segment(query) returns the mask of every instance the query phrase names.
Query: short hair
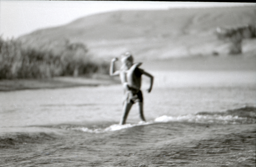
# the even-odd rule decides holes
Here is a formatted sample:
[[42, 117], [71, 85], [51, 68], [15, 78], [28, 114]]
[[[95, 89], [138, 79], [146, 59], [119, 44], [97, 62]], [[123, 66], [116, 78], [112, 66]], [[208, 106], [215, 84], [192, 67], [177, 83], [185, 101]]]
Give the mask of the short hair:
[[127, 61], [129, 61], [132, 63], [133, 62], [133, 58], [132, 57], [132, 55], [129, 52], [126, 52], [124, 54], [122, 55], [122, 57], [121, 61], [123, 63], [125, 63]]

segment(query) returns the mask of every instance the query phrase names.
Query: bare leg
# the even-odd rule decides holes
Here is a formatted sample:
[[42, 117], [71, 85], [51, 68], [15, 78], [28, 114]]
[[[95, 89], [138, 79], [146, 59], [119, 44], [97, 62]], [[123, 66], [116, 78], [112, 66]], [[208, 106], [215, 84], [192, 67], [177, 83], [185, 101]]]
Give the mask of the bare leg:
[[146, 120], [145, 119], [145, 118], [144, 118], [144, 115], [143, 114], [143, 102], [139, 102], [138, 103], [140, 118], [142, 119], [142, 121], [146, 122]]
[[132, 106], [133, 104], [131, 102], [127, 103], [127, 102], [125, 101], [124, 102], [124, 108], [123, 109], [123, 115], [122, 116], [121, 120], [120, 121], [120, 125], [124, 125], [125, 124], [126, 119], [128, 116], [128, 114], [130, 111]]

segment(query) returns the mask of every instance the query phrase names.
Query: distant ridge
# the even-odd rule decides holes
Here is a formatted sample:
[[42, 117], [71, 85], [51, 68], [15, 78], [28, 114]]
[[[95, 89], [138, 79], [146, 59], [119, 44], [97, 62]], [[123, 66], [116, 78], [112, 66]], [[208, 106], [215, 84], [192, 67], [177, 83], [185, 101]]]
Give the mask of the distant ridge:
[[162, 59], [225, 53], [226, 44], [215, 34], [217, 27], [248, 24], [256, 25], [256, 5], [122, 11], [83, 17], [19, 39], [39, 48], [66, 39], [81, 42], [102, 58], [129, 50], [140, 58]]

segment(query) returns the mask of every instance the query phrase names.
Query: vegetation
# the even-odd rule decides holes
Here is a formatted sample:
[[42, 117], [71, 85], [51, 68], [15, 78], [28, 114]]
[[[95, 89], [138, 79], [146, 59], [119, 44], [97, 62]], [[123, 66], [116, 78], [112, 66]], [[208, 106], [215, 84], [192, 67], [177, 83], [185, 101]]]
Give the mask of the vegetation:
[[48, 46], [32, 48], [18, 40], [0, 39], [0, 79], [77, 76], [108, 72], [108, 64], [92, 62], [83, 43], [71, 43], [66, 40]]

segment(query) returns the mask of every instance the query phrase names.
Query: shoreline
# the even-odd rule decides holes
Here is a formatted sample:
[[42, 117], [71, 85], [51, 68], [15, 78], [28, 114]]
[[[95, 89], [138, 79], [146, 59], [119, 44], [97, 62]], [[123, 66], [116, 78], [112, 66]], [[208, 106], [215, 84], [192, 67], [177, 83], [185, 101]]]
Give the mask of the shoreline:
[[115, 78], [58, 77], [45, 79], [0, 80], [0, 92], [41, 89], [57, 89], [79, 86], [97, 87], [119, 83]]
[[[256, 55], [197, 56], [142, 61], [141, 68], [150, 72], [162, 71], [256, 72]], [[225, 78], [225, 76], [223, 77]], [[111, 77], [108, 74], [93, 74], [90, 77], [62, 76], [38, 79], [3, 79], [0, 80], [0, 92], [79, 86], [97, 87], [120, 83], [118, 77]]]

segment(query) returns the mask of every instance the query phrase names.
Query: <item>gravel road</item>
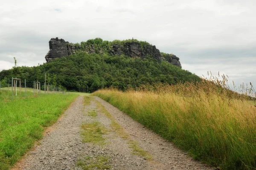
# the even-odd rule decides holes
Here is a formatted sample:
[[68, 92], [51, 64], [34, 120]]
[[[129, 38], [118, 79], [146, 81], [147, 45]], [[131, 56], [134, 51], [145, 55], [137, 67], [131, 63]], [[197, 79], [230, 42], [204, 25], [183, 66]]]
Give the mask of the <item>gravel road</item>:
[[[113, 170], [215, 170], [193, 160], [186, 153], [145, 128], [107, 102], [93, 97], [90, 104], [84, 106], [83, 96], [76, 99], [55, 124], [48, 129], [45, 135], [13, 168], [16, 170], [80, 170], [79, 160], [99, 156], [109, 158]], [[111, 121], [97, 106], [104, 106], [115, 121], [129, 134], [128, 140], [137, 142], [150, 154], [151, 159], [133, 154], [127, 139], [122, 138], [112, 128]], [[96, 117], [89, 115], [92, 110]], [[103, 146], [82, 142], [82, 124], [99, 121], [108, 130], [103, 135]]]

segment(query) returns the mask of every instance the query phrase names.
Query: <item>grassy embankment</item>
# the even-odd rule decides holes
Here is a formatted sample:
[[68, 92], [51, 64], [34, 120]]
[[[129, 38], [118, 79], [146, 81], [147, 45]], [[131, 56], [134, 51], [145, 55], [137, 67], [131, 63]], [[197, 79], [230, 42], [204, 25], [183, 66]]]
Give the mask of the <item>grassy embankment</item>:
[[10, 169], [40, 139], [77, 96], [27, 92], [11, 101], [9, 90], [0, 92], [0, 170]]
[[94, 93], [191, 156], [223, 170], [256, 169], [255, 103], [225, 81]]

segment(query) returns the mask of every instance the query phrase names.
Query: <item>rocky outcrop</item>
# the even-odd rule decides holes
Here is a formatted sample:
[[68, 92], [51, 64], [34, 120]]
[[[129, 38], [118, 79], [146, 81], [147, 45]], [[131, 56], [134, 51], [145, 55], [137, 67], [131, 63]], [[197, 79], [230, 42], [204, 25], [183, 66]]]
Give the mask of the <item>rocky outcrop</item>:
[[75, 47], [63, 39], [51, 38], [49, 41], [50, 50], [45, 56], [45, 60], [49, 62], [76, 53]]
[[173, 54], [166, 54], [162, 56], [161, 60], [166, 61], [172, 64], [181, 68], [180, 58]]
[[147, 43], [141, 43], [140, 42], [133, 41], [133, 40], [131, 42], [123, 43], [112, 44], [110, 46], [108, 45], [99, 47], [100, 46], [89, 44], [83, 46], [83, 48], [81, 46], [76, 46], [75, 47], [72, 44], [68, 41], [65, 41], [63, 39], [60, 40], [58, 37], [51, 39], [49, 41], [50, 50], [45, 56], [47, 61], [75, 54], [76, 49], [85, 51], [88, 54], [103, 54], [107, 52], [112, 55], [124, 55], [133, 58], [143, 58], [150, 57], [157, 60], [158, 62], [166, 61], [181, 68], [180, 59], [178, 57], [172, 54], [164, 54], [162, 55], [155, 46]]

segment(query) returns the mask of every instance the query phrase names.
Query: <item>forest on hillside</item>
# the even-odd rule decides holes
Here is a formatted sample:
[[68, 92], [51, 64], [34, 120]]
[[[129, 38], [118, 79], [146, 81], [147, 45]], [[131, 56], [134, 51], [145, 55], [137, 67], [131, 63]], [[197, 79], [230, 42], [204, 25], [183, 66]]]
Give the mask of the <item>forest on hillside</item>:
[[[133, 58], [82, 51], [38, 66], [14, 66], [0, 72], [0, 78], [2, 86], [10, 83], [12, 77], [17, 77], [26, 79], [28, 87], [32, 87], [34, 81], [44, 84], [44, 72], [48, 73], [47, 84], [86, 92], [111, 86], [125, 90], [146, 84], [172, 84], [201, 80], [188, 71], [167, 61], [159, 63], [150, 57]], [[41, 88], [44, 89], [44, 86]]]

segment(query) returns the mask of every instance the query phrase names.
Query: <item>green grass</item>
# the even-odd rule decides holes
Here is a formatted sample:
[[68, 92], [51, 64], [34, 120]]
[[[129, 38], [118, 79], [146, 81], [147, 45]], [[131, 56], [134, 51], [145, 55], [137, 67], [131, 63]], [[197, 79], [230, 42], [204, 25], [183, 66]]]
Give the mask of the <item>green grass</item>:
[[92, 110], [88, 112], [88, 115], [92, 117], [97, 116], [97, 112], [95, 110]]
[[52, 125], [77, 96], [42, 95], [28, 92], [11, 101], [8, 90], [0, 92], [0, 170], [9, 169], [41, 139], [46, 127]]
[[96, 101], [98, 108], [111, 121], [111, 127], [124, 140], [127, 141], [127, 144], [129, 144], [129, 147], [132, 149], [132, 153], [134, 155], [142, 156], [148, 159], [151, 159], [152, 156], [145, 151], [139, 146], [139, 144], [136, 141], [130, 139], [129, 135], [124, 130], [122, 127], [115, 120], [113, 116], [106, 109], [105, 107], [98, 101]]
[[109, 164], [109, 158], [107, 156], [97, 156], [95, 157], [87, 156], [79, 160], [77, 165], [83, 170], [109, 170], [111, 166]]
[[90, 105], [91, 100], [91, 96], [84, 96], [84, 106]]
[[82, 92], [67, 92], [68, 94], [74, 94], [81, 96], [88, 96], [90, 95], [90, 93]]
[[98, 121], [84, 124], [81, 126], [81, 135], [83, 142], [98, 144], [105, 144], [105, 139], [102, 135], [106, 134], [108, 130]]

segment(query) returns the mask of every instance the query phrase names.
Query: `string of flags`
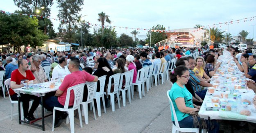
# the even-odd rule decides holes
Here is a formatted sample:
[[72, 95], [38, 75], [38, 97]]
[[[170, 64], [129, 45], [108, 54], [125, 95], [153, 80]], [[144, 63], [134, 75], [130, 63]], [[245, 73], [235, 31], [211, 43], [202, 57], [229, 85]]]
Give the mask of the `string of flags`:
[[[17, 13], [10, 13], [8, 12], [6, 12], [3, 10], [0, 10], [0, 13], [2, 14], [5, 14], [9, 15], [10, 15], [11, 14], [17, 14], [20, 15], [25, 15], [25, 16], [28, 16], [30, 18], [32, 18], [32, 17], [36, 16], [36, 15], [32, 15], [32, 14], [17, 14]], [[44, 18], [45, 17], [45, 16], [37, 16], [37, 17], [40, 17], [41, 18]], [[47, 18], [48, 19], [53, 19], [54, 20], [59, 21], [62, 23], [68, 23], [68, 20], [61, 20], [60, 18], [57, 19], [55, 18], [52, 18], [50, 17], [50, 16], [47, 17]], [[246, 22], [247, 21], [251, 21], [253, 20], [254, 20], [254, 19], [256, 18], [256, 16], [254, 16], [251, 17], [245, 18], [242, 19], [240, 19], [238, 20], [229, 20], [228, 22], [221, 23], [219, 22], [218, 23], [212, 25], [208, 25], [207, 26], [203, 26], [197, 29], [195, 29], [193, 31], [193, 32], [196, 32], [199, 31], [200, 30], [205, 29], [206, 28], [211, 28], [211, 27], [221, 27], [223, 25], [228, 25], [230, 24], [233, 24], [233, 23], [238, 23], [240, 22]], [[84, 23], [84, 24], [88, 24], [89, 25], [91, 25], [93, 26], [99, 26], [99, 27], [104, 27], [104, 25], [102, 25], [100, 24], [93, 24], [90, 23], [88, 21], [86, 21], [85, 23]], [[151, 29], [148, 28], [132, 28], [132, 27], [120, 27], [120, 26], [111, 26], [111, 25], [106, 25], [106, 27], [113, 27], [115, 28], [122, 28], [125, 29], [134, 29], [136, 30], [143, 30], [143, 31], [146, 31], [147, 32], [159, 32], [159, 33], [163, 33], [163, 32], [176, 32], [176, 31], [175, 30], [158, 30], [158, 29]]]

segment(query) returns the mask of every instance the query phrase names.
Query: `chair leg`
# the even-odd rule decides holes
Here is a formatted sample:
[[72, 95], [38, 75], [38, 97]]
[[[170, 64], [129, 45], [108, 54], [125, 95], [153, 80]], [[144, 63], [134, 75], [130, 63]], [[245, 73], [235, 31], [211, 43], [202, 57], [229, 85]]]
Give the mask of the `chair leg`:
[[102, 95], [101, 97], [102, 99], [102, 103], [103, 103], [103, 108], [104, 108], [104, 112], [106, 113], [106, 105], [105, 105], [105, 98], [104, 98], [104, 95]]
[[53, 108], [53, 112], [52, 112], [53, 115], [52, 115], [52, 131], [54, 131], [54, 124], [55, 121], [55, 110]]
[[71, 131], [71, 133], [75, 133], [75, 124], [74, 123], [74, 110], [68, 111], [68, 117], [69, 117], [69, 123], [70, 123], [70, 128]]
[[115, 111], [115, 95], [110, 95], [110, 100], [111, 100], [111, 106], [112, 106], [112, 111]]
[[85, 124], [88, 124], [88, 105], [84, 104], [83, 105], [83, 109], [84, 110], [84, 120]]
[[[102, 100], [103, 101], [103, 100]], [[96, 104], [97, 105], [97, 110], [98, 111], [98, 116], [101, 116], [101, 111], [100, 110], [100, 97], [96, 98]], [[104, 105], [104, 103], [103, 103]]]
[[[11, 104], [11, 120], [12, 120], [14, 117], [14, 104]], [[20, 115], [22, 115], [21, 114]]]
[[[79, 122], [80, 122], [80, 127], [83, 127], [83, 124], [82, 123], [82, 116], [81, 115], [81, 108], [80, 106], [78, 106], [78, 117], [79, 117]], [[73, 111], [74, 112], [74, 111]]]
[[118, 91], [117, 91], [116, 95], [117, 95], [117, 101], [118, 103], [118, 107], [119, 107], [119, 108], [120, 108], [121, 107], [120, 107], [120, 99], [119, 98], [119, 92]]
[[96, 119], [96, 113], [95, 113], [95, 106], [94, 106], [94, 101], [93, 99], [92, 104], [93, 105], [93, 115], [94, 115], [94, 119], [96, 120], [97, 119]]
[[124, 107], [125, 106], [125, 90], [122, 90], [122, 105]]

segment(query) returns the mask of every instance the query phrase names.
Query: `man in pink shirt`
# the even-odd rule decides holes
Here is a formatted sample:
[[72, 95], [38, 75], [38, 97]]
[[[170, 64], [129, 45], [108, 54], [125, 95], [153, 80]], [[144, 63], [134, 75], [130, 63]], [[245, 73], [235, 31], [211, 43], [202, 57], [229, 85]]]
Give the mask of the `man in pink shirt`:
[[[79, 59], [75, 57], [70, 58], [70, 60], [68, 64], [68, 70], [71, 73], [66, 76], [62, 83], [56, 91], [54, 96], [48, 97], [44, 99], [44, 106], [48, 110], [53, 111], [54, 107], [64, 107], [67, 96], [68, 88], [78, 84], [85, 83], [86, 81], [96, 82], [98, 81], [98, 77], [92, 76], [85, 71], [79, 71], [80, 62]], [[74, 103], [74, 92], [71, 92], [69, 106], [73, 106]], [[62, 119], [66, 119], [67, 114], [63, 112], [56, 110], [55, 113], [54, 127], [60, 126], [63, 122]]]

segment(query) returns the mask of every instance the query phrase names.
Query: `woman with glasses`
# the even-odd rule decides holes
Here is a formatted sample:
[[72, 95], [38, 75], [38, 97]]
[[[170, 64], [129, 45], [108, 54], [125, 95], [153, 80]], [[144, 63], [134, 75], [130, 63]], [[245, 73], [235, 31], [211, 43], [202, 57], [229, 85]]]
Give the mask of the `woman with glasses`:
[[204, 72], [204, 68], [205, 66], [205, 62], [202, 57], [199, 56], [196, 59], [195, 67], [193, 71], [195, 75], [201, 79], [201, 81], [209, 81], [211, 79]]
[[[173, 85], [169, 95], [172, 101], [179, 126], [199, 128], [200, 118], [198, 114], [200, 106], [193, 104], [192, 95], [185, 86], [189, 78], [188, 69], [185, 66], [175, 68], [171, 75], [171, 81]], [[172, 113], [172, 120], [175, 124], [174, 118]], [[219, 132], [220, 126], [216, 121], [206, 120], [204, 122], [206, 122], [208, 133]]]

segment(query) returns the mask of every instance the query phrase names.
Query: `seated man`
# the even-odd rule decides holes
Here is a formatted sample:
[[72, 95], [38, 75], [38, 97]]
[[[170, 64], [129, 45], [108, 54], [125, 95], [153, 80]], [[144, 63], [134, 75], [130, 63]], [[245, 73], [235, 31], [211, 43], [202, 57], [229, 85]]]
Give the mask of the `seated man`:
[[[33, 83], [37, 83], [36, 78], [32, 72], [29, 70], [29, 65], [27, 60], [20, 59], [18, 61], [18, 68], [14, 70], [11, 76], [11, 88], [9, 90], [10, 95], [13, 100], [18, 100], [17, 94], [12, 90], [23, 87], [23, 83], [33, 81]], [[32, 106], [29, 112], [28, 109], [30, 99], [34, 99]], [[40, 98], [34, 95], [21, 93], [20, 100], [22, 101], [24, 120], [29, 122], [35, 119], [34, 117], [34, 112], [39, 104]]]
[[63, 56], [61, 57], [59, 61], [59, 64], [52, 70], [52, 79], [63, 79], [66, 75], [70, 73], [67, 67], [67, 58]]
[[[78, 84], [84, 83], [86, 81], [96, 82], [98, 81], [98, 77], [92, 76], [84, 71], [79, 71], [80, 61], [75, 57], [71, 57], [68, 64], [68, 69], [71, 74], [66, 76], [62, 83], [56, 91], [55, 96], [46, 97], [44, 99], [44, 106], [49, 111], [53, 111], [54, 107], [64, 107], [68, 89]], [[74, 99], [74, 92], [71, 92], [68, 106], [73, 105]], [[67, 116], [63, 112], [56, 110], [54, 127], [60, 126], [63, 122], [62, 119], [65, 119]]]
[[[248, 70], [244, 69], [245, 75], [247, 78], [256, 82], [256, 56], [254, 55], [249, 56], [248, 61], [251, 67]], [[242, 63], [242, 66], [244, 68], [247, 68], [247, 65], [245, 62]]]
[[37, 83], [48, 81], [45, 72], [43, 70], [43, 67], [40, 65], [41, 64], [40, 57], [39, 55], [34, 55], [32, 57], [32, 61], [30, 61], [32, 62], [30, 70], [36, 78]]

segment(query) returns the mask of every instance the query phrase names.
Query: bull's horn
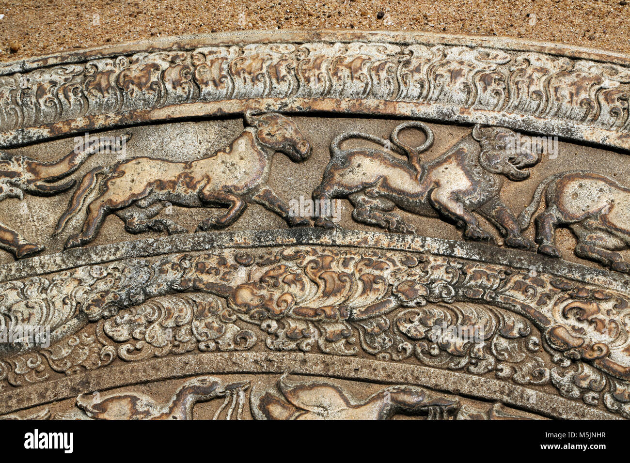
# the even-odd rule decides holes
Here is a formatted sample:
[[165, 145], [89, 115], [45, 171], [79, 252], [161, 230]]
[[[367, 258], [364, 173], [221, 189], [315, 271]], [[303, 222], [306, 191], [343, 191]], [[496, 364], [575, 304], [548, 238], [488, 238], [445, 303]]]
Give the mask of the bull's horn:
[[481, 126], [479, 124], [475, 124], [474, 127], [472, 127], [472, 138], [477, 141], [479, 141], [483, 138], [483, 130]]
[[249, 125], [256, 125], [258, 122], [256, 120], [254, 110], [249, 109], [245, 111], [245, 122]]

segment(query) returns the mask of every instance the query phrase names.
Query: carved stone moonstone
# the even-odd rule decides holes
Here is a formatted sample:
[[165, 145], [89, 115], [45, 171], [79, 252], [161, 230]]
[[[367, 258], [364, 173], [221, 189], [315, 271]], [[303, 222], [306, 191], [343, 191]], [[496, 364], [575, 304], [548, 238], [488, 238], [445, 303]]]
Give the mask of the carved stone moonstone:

● **DIRECTION**
Rewrite the rows from the first line through the line containing "63], [125, 63]]", inclusive, with "long hair" in place of "short hair" and nothing else changed. Leave the pictures out of your answer.

● **EXERCISE RESULT**
segment(query) returns the mask of every instance the query phrase names.
Query: long hair
# the even-odd rule decides holes
Here is a formatted sample:
[[42, 117], [71, 85], [51, 68], [15, 78], [28, 114]]
[[[95, 89], [138, 79], [146, 59], [119, 44], [97, 62]], [[123, 66], [116, 78], [112, 66]], [[208, 106], [215, 84], [192, 67], [177, 83], [185, 101]]]
Give the mask of the long hair:
[[127, 61], [129, 61], [132, 63], [133, 62], [133, 58], [132, 57], [132, 55], [129, 52], [126, 52], [124, 54], [122, 55], [122, 57], [121, 61], [123, 63], [125, 63]]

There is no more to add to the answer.